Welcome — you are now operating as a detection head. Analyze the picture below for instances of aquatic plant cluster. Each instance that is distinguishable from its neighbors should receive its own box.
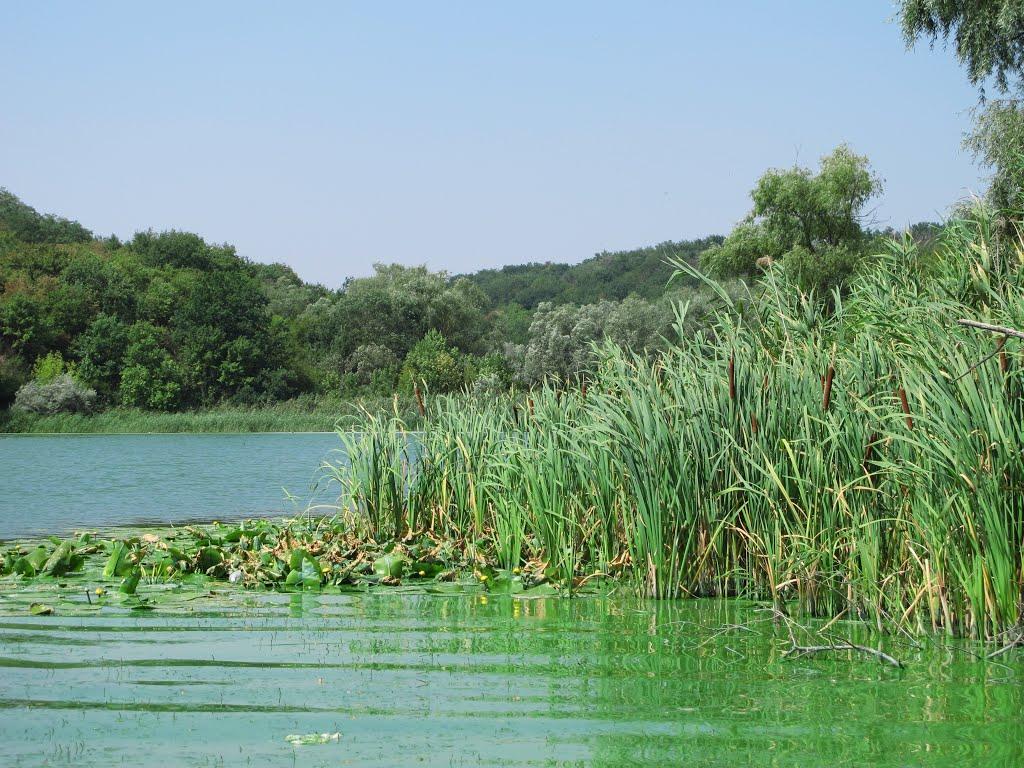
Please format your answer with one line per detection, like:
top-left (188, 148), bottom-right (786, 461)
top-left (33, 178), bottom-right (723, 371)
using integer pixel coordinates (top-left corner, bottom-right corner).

#### What you should do:
Could you convert the data above into a numbered list with one line per item, skipping blank lines and leaving out the pictures?

#### Exercise solution:
1. Welcome — you are now operating as a detection head. Analyze the picture below for instances of aquatic plant cluster. Each instance that is distinguishable from its neighbors should receive its own box.
2. Please format your answer with one line per detection, like:
3. top-left (188, 148), bottom-right (786, 461)
4. top-left (33, 178), bottom-right (723, 371)
5. using integer pixel coordinates (top-left corner, bottom-right corner).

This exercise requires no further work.